GOAL OF THE EXERCISE >> Please write out the part of the passage about Catherine Morgan starting with "The varying motives" and going on through "the French system.".

EXCERPTED TEXT >>
————
According to Peabody (43) Catherine Morgan was a slave who had traveled from Saint Domingue to France with her master. After being sexually exploited and physically assaulted, she sought the assistance of a free woman of color who was a widow. Catherine was then placed under the protection of a convent and a lawyer was consulted. The lawyer, Terrien, did attempt to help, but there seems to be a cloud hanging over his exact motivations, and he did collect a considerable profit from the case. Catherine’s master, a planter named Morgan, did attempt to get her back, but to no avail. Although the French courts recognized that Catherine was a slave who was brought illegally to the mainland of France and that her master had mistreated her, the French courts did not grant Catherine her freedom. Instead, Catherine and her children were to be shipped back to the colony and sold to any, save Morgan, for the profit of the state (Peabody 47).
The varying motives of this story reflect the social tensions in France at the time. Catherine, a slave who presumably knew that she could be considered free upon setting foot on French soil, waited almost a year before attempting to gain her freedom. This strongly suggests a situational equality between the circumstances of a domestic slave and those free French citizens at the lowest rung of the social ladder. Indeed there seems to have been a debate within French society at the time over whether certain labor arraignments actually constituted a form of slavery (Peabody 28). Catherine only seems to have fled slavery after severe mistreatment, which could be interpreted as a reluctant acceptance of her role as a slave in the French system.
The motives of Catherine’s master, Morgan, appear to be straightforward and are only worth mentioning because of his own status in French society. Morgan, to whom the slave Catherine was a piece of valuable property as well as a source of carnal indulgence, was from the colonial planter class, and doubtless had no moral qualms about the practice of slavery. The colonial planter class did not view slavery as an abstract institution, whose merits should be debated in the salons of Paris. Rather, these individuals understood that slaves produced wealth, but had to be kept under control by violent and degrading methods. Additionally, Morgan’s actions after Catherine’s escape, such as pursuing a murderous vendetta with Terrien and spurning the proceedings of the French courts, make it clear that he was an outsider in terms of French society (Peabody 44). This is, perhaps, also indicative of the aforementioned “spatial and legal distinction” between France and her colonies.
In contrast to Morgan, the lawyer Terrien seems to have been the consummate insider in terms of French society. He seems to have been successful, educated, respected, and well connected as evidenced by the personal nature of the communication that occurred between him and the authorities investigating the case (Peabody 42). Although Terrien was willing to help Catherine, there seems to have been a financial incentive to do so, and one cannot help but question the abolitionist credentials of a man whose view of helping an escaped slave involves purchasing her himself, a dubious method of manumission that ultimately serves to reinforce the legitimacy of chattel slavery (Peabody 43). That the women involved with this case were willing to acquiesce to this sale also serves to illuminate their motives as well.
————
Object position labeling records
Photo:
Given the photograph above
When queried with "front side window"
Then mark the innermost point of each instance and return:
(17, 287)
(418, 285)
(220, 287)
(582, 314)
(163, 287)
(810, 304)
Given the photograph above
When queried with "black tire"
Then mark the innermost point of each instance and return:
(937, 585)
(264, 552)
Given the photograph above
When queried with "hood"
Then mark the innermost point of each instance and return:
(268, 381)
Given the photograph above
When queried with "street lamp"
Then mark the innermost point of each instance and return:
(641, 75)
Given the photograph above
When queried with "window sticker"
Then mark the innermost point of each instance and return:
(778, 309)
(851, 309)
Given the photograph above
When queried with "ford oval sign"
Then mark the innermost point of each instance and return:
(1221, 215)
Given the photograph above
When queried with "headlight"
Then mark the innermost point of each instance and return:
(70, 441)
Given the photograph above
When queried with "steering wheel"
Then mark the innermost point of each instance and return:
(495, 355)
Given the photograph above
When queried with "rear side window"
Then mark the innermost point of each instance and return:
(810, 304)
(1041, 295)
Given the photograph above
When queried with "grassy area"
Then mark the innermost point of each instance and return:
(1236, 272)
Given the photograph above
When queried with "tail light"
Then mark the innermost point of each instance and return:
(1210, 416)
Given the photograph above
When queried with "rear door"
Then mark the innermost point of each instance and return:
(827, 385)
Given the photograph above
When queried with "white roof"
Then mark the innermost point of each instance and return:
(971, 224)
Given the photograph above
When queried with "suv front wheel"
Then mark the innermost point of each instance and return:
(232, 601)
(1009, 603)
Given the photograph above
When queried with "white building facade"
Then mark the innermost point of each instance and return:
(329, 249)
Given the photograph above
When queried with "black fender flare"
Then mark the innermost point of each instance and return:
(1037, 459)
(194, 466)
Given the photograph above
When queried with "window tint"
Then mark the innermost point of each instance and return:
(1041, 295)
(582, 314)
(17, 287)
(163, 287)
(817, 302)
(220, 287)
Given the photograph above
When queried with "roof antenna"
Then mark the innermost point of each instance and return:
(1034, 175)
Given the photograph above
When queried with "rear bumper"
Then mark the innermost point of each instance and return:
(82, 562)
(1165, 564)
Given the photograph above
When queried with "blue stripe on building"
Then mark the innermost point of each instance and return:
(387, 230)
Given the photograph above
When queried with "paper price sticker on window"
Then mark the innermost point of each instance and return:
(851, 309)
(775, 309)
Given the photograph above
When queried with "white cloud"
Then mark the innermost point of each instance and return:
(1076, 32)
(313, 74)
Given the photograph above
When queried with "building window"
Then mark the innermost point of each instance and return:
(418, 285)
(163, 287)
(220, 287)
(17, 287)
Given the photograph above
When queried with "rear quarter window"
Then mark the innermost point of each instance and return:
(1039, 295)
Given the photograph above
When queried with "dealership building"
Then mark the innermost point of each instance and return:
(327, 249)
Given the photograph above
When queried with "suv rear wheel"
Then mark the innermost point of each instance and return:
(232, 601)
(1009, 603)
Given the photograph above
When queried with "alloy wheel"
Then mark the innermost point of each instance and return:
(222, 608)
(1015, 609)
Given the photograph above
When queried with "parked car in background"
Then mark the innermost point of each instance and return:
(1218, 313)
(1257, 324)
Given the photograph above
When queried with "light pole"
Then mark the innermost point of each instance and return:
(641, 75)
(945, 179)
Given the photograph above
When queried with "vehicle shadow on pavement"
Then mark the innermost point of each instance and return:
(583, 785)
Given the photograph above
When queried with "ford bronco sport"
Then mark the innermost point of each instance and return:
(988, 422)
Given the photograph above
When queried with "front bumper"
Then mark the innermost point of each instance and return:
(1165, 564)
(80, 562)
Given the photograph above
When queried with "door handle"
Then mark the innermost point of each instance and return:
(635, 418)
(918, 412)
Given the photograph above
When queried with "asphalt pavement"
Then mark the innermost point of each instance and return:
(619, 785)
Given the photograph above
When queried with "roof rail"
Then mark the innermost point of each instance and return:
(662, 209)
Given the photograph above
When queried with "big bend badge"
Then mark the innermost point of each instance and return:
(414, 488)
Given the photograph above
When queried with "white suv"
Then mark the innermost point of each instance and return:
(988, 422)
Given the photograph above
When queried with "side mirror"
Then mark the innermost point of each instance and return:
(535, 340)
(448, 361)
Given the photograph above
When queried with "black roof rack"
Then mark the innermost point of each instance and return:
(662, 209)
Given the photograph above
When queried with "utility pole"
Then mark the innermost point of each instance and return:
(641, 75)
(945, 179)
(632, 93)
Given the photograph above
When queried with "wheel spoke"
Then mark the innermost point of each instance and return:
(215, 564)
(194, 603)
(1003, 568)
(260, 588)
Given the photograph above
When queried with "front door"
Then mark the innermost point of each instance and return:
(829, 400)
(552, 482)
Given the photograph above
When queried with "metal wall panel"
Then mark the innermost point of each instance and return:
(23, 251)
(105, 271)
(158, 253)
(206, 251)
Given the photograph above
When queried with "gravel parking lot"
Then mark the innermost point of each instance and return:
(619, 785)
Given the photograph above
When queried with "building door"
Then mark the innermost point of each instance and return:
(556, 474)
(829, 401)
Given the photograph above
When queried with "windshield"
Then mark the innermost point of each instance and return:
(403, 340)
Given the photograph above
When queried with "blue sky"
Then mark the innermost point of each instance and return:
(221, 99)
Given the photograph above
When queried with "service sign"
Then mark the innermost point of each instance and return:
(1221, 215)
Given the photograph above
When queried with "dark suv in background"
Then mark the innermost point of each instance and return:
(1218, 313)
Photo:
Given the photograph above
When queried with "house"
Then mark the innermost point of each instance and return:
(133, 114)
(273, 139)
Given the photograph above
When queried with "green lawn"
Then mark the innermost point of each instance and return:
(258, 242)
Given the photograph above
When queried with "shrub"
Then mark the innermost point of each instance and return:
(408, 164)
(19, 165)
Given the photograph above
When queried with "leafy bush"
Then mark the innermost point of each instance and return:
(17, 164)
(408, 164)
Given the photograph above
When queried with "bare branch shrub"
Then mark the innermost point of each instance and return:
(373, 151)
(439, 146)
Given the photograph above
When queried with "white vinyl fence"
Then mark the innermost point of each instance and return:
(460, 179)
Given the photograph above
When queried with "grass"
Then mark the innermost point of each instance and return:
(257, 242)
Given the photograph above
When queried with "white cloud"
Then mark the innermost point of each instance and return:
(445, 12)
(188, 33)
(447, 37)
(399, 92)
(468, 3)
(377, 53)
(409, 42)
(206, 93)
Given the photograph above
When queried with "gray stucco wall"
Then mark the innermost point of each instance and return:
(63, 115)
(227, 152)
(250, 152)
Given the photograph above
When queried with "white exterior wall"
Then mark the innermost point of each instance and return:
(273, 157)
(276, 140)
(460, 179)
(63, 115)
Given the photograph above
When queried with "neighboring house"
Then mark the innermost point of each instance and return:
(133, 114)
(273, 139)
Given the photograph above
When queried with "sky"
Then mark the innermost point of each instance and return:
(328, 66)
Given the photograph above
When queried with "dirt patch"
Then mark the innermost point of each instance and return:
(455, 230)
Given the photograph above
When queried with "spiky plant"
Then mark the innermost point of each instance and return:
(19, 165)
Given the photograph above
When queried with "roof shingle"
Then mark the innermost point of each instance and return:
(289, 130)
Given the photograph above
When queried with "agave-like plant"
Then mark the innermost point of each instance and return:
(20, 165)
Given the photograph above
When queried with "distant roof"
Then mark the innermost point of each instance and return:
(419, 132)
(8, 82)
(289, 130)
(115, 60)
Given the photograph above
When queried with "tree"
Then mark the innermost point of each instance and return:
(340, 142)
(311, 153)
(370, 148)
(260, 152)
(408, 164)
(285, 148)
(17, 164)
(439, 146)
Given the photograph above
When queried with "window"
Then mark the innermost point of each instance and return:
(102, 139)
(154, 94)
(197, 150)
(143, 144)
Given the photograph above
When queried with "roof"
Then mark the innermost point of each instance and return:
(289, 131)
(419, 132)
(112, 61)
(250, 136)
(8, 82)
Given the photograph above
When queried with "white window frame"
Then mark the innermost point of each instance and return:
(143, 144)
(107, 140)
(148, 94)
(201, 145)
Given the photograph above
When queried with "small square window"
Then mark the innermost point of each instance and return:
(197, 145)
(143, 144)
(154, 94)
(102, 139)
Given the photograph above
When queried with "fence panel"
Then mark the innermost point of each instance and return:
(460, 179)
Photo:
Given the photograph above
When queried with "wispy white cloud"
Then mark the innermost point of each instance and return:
————
WRITTEN REPLY >>
The varying motives of this story reflect the social tensions in France at the time. Catherine, a slave who presumably knew that she could be considered free upon setting foot on French soil, waited almost a year before attempting to gain her freedom. This strongly suggests a situational equality between the circumstances of a domestic slave and those free French citizens at the lowest rung of the social ladder. Indeed there seems to have been a debate within French society at the time over whether certain labor arraignments actually constituted a form of slavery (Peabody 28). Catherine only seems to have fled slavery after severe mistreatment, which could be interpreted as a reluctant acceptance of her role as a slave in the French system.